## Activity A
Rewrite the questionnaire from "Simply put, our" up to and including "students and parents.", replacing "cost prohibitive" with "too expensive".
## Activity B
Translate this sentence from the questionnaire into Spanish: "I am in favor of further ethics and anticorruption laws for all state office holders."

** Document segment follows **

15. Everybody says gerrymandering is bad, but the party in power in every state — Democrats in Illinois — resist doing anything about it. Or do we have that wrong? What should be done?

It’s my understanding that a referendum to look at redistricting was shot down at the Illinois State Supreme Court level. I believe that when hundreds of thousands of residents take the time to file a proper referendum petition, the question should be brought forward to the voters and that a state court should not be able to stop the will of the people.

16. The U.S. attorney’s office in Chicago is investigating possible official corruption by state and local officials. This prompted the Legislature to pass an ethics reform measure to amend the Lobbyist Registration Act (SB 1639). It was signed into law in December. What’s your take on this and what more should be done?

Hopefully more measures like this will come forward without prompting by the US Attorney’s Offices, but rather from the elected officials themselves in Illinois. I am in favor of further ethics and anticorruption laws for all state office holders.

17. When people use the internet and wireless devices, companies collect data about us. Oftentimes, the information is sold to other companies, which can use it to track our movements or invade our privacy in other ways. When companies share this data, we also face a greater risk of identity theft. What should the Legislature do, if anything?

I am not an advocate of sharing data services without an individuals consent. Any laws that would come forward and stop this practice I would be in favor of. Just as Illinois has some of the most stringent laws against the use of biometrics, the state should also strengthen protections against intrusive data collection.

18. The number of Illinois public high school graduates who enroll in out-of-state universities continues to climb. What can Illinois do to make its state universities more attractive to Illinois high school students?

Simply put, our Illinois universities are cost prohibitive, even when compared with out-of-state tuition from many surrounding state universities. At Illinois universities, almost 50% of the $4 billion budgets are being spent on retirement costs. And several of our universities have more administrators and teachers making salaries over $100,000 a year than many states combined. We have priced ourselves out of the market for financially minded students and parents.

19. What is your top legislative priority with respect to the environment?

The water quality of regional aquifers in and around the 52nd District is my top priority. Many of my constituents in the four counties that make up the 52nd District are on well and septic systems. We need to continue to monitor water levels and water quality to assure that individual families and municipalities can continue to utilize this resource well into the future. As Village President, one of my responsibilities has been to represent the village on the Barrington Area Council of Governments (BACOG) which has been a leader in the state in protecting regional water quality. From limiting PAH-containing driveway sealants, reducing the use of roadway salt and establishing programs for proper disposal of prescription drugs, BACOG has safeguarded the aquifers which supply the groundwater for thousands of area homes.

20. What historical figure from Illinois, other than Abraham Lincoln (because everybody’s big on Abe), do you most admire or draw inspiration from? Please explain.

By far, Ronald Reagan is the Illinoisan who I admire the most. I cast my first Presidential vote for him, and coincidentally, we both attended small Illinois liberal arts colleges. He was able to institute historic income tax cuts and reduced unemployment, with bipartisan cooperation. And he did it all with self-effacing humor which is needed these days.

21. What’s your favorite TV, streaming or web-based show of all time. Why?

The Office. My favorite quote: “I’m not superstitious. I am just a little stitous.” My wife and kids, who range from 27-13 years old, and I all can enjoy the humor.

** End of Document segment **
** Records provided follows **

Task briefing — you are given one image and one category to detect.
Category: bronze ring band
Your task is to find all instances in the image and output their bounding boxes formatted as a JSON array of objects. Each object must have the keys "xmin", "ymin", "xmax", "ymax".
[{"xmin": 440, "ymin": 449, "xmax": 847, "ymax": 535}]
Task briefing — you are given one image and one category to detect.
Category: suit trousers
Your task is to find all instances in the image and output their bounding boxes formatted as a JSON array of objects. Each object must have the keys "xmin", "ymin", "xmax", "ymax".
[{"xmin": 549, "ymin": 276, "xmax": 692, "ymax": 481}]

** End of Records provided **

## Written answer A
Simply put, our Illinois universities are too expensive, even when compared with out-of-state tuition from many surrounding state universities. At Illinois universities, almost 50% of the $4 billion budgets are being spent on retirement costs. And several of our universities have more administrators and teachers making salaries over $100,000 a year than many states combined. We have priced ourselves out of the market for financially minded students and parents.

## Written answer B
Estoy a favor de más leyes de ética y anticorrupción para todos los titulares de cargos estatales.